▶ What to do: When you transcribe the records that follow, reproduce each line exactly as given.

-------- Source records

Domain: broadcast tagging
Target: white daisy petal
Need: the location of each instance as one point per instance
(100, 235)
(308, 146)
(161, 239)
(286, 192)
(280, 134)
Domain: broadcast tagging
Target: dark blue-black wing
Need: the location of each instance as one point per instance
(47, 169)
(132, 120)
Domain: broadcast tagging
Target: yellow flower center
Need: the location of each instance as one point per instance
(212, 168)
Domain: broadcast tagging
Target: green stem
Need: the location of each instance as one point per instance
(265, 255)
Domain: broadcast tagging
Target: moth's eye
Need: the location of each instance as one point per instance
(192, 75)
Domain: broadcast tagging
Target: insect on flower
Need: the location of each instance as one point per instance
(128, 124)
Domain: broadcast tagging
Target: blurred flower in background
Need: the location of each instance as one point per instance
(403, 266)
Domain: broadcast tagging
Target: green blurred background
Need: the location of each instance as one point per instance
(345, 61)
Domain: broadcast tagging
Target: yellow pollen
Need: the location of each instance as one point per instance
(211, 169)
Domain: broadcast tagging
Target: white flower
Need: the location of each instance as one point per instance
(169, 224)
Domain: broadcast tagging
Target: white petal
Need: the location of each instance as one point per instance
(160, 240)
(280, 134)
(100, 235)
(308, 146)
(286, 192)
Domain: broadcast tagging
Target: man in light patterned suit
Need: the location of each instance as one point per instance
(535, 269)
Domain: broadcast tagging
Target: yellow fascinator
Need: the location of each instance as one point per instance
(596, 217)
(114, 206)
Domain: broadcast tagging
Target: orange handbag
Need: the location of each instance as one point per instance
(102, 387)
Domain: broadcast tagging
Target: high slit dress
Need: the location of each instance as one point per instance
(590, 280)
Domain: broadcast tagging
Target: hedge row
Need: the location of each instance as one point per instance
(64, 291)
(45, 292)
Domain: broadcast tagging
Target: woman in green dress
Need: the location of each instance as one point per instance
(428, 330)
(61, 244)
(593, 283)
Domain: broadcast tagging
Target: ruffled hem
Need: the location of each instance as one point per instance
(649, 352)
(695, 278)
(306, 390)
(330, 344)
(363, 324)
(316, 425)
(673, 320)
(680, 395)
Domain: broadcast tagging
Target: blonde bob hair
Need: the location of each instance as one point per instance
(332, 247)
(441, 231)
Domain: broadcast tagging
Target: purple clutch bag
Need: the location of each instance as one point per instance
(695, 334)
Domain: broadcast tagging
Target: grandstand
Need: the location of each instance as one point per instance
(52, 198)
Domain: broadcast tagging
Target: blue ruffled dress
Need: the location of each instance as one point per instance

----------------

▶ Reply:
Domain: broadcast tagging
Target: white daisy petal
Need: the location of each instance as one point per instance
(100, 235)
(308, 146)
(161, 239)
(286, 192)
(280, 134)
Domain: broadcast tagging
Target: dark blue-black wing
Need: the location of each instance as one point per instance
(47, 169)
(132, 120)
Domain: broadcast tagging
Target: yellow flower center
Need: the location of each instance as one point per instance
(212, 168)
Domain: broadcast tagging
Target: green stem
Need: the location of each instance as one point per instance
(265, 255)
Domain: broadcast tagging
Target: moth's eye
Need: the location of each instance as one point per instance
(192, 75)
Domain: broadcast tagging
Target: insect on flower
Need: the location of each instance as one point per instance
(128, 124)
Domain: broadcast tagging
Target: blurred flower in background
Need: the location of each instance as one point per instance
(403, 266)
Domain: broadcast tagging
Target: green blurred background
Need: the location of each instance as one point per instance
(345, 61)
Domain: broadcast tagging
Target: yellow pollen
Need: the location of each instance as one point per instance
(211, 169)
Domain: broadcast tagging
Target: white flower
Need: the location of each instance as one point per instance
(169, 224)
Domain: broadcast tagging
Target: white petal
Need: the location of each instance as one point per instance
(160, 240)
(280, 134)
(100, 235)
(308, 146)
(286, 192)
Domain: broadcast tagging
Target: man in light patterned suit
Need: the location of each instance as one point per instance
(535, 269)
Domain: broadcast tagging
Target: yellow fascinator
Need: the location of each instance as one point per instance
(596, 217)
(114, 206)
Domain: broadcast tagging
Target: orange handbag
Need: the location of each instance as one point per instance
(102, 387)
Domain: broadcast tagging
Target: high slit dress
Need: the location of each instance as one point per instance
(590, 280)
Domain: broadcast tagging
Target: hedge row
Need: the location of each instance as one point per instance
(64, 291)
(45, 292)
Domain: broadcast tagging
Target: woman in green dress
Need: the location of each instance as one point per instance
(428, 330)
(61, 244)
(593, 283)
Domain: broadcast tagging
Target: ruffled hem
Need: the location of each instance as one point per instance
(649, 352)
(695, 278)
(306, 390)
(330, 344)
(363, 324)
(316, 425)
(673, 320)
(680, 395)
Domain: broadcast tagging
Target: blonde bob hair
Need: the location of each instance as one point per instance
(332, 247)
(441, 231)
Domain: broadcast tagging
Target: purple clutch bag
Need: the location of each instance as one point per instance
(695, 334)
Domain: broadcast tagging
Target: grandstand
Need: the location of each instance as one point per instance
(52, 198)
Domain: broadcast tagging
Target: blue ruffled dress
Need: the location of each instance as one point per instance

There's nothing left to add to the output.